# TO BE DONE:
A - Copy the stretch of the divorce forum thread from "I think what" through "Getter Done .....", changing "fairy tale" to "daydream".
B - Continue the forum thread about a husband weighing divorce from where it stops.

[Begin SUPPLIED TEXT]

This is the value of TAM.
It spells out what is normal in a marriage, and what is marital abuse.
Or worse, it exposes that nightmare that one faces every day.

You soon learn that you are not alone in your problems and in your unhappiness.
The fix is usually to seek counseling or divorce.


----------



## Rob_1 (Sep 8, 2017)

Three years, 17 topics created and you have not had the brain to consult with 2 or 3 lawyers in your area to have a good legal idea as to where you stand in the eventuality of a divorce? have you?, if no, why is that? A bunch of internet strangers will not give you that what you are seeking, go see some lawyers.


----------



## hubbyintrubby (Jul 5, 2019)

Rob_1 said:


> Three years, 17 topics created and you have not had the brain to consult with 2 or 3 lawyers in your area to have a good legal idea as to where you stand in the eventuality of a divorce? have you?, if no, why is that? A bunch of internet strangers will not give you that what you are seeking, go see some lawyers.


I wanted it to be a last resort, but I fear you are right, that that will need to happen.


----------



## Beach123 (Dec 6, 2017)

So - she expects you to allow her to stay in the house while you pay?

good god - learn to say NO to her!
Say NO! You start telling HER how it’s gonna be!


----------



## Beach123 (Dec 6, 2017)

hubbyintrubby said:


> I wanted it to be a last resort, but I fear you are right, that that will need to happen.


get an appointment ASAP! You need to know the legal rights in your area!

don’t be a pushover.


----------



## hubbyintrubby (Jul 5, 2019)

Beach123 said:


> So - she expects you to allow her to stay in the house while you pay?
> 
> good god - learn to say NO to her!
> Say NO! You start telling HER how it’s gonna be!


I didn't get the feeling she wanted to me keep paying for it once I'm out, no. No way in hell I'd be doing that anyway. I'm not the smartest, but also not the dumbest.


----------



## Mr.Married (Feb 21, 2018)

I think what your going to have to realize is that you are living a fairy tale just like she is....just in different ways. She has house tales just like you have peaceful separation tales. Save your self the fairy tale and stop “playing divorce” and start working towards a real divorce and get a lawyer. File for divorce is the real story. 

Getter Done .....


----------



## Openminded (Feb 21, 2013)

Your wife had always been an entitled little princess and that’ll never change. Of course, all the equity is what she wants. IMO, she married you for the material possessions that you could give her and a house is part of that as far as she’s concerned.

If you finally do untangle yourself, your children will be happy again and maybe you and your first wife (the good one) can reconcile. Yeah, I do sometimes still believe in fairytales.

[End SUPPLIED TEXT]
[Begin DATA SUPPLIED]

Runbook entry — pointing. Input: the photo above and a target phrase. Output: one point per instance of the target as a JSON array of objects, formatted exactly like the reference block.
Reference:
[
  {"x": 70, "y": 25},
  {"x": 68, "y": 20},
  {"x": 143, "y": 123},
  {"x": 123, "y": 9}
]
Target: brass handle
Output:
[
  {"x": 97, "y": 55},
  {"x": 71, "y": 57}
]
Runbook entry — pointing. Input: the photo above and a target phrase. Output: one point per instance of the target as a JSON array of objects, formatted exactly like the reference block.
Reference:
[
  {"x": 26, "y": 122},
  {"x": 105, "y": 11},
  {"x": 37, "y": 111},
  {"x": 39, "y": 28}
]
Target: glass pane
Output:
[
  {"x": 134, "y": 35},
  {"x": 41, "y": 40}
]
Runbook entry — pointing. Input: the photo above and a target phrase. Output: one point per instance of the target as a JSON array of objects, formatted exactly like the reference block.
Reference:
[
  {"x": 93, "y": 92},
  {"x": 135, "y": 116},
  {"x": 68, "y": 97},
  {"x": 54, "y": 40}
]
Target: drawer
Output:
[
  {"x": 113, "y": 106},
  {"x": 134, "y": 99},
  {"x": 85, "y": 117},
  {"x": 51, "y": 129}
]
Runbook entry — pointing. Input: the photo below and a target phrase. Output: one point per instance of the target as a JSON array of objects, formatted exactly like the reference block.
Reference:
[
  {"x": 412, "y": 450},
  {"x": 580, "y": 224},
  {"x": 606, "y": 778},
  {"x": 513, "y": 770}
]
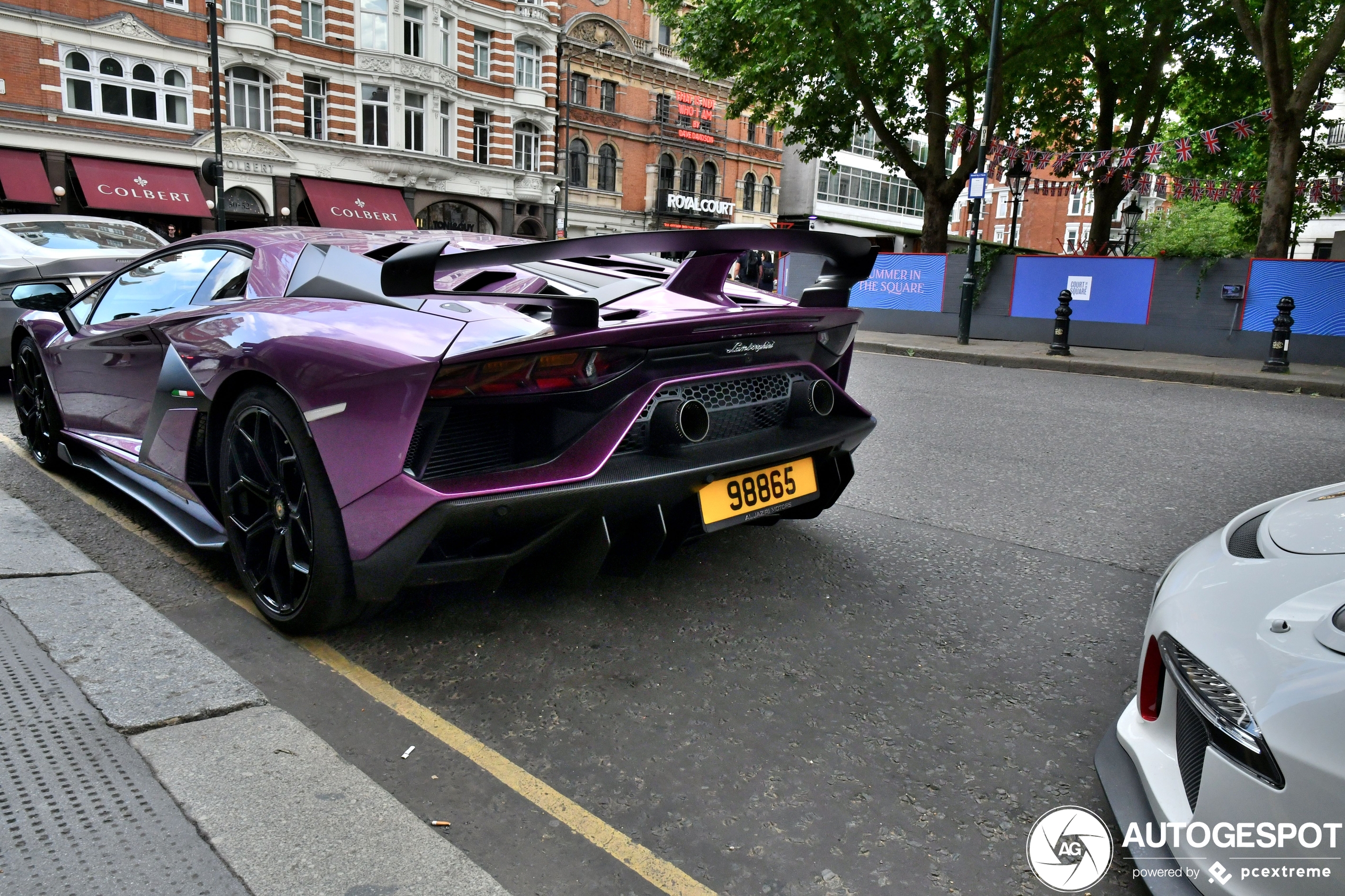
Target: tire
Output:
[
  {"x": 35, "y": 405},
  {"x": 282, "y": 518}
]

[End DATA SUPPLIED]

# PER-TASK OUTPUTS:
A -
I think what your going to have to realize is that you are living a daydream just like she is....just in different ways. She has house tales just like you have peaceful separation tales. Save your self the daydream and stop “playing divorce” and start working towards a real divorce and get a lawyer. File for divorce is the real story. 

Getter Done .....

B -
----------



## Openminded (Feb 21, 2013)

Yes, to getting an appraisal. No, to trying to get the princess to see the light.

IIRC, every other time you’ve tried to get out, she’s love-bombed you and made all sorts of promises and you’ve stayed. Hopefully, that won’t happen this time.


----------



## Blondilocks (Jul 4, 2013)

His first wife would be an idiot to take him back.


----------



## hubbyintrubby (Jul 5, 2019)

Blondilocks said:


> His first wife would be an idiot to take him back.


I agree. That's why I won't try. She's better than I'll ever be, and that's alright.


----------



## Openminded (Feb 21, 2013)

Blondilocks said:


> His first wife would be an idiot to take him back.


Yeah, I think he said she’s moved on. And even if she thought about it for a millisecond, she’d never trust him again. That ship’s sailed.


----------



## Openminded (Feb 21, 2013)

hubbyintrubby said:


> I agree. That's why I won't try. She's better than I'll ever be, and that's alright.


Hopefully, you’ll take a really long time to figure yourself out before jumping into another relationship.


----------



## hubbyintrubby (Jul 5, 2019)

Openminded said:


> Hopefully, you’ll take a really long time to figure yourself out before jumping into another relationship.


That is the plan.


----------



## Marc878 (Aug 26, 2015)

Rob_1 said:


> Three years, 17 topics created and you have not had the brain to consult with 2 or 3 lawyers in your area to have a good legal idea as to where you stand in the eventuality of a divorce? have you?, if no, why is that? A bunch of internet strangers will not give you that what you are seeking, go see some lawyers.


Talk vs action. OP is still in the “excuse to do nothing” phase.


----------



## GC1234 (Apr 15, 2020)

hubbyintrubby said:


> I wanted it to be a last resort, but I fear you are right, that that will need to happen.


You need to get yourself out of trubby there. He's right. See a lawyer.


----------



## Prodigal (Feb 5, 2011)

When it comes to the division of assets, particularly a home where both parties are on the title, you NEED to lawyer-up. Granted, this is going to cost you $$, but at the moment it sounds like you are in the dark about your rights versus her rights.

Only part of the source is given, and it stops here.